Given the records below, would you repeat exactly the lines that begin at the one containing "of the group" and end at the one containing "of the athletic", inclusive?

(Natural language region descriptions)
——

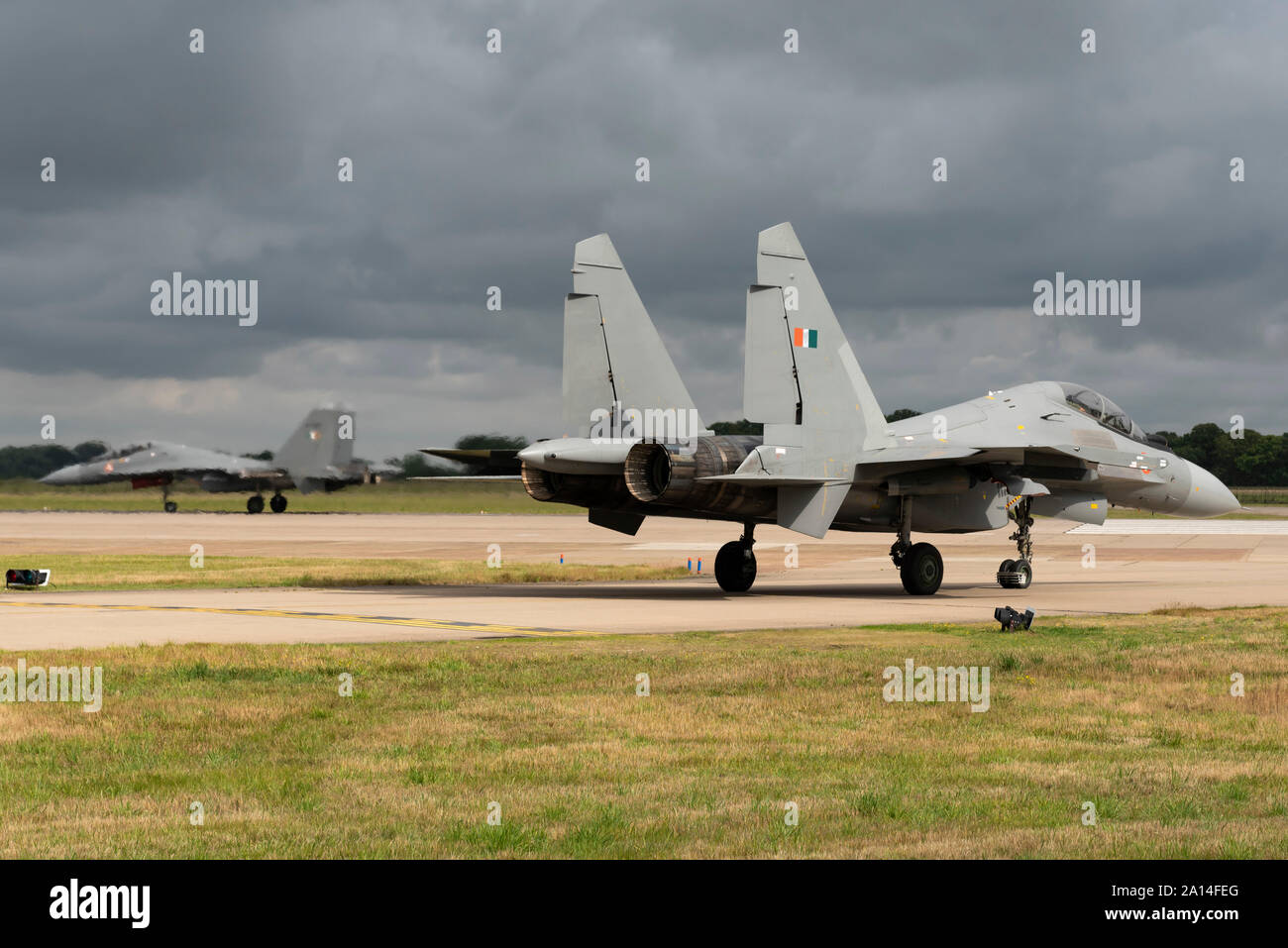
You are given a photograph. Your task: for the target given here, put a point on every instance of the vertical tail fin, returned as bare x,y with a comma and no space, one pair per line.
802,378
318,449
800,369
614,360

——

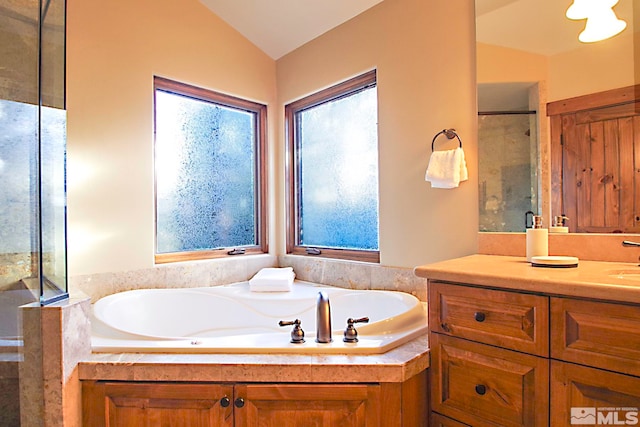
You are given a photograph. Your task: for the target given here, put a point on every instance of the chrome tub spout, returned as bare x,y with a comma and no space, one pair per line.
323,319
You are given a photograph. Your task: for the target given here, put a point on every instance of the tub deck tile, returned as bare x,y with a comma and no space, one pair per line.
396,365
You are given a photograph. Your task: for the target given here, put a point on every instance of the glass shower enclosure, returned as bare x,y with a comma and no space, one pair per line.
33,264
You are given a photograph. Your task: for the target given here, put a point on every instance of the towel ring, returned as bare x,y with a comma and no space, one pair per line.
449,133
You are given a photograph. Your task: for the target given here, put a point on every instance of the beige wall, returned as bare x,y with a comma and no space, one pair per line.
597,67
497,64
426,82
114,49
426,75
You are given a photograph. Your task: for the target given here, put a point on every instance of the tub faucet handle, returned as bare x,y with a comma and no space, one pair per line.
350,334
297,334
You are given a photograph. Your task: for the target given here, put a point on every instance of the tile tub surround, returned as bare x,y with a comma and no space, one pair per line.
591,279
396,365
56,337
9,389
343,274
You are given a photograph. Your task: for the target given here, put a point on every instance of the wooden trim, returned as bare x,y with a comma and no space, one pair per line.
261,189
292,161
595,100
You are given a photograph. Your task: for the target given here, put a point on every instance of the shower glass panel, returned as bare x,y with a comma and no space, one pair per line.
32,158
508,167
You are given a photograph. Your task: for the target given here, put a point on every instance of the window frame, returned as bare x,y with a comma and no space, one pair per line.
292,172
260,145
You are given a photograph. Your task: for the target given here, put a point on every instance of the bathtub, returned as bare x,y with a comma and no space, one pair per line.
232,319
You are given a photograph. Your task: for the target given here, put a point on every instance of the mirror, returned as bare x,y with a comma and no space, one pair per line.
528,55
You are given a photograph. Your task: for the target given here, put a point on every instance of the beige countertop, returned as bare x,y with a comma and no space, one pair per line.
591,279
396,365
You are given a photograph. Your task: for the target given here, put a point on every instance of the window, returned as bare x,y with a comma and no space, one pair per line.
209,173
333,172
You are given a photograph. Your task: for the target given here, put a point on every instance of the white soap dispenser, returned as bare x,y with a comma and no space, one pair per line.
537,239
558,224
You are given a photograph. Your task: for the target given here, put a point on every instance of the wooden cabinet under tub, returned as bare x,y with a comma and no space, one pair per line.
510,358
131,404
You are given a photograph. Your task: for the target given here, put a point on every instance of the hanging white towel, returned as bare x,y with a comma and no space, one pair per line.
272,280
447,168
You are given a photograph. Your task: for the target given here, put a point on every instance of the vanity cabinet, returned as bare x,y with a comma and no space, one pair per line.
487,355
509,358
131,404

——

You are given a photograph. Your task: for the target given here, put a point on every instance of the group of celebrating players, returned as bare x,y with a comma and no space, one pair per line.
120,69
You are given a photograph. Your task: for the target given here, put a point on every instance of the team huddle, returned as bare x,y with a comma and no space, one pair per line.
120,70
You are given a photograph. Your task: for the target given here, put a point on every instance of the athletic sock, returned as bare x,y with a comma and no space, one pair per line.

——

## RESPONSE TO THIS EXERCISE
You are given a photograph. Your task: for the target given here, put a point on every instance of the group of celebrating players, returned as bare x,y with a comma and no space, one pair per line.
120,69
You are given a photograph. Your task: for the target given here, put a point on every instance of the team huddle, returned as bare x,y with a comma and no space, one pair per line.
120,70
You are given a photograph. Your task: for the target given here, put a point on every instance of the athletic sock, returned as bare x,y with a comma and no space, one pair per line.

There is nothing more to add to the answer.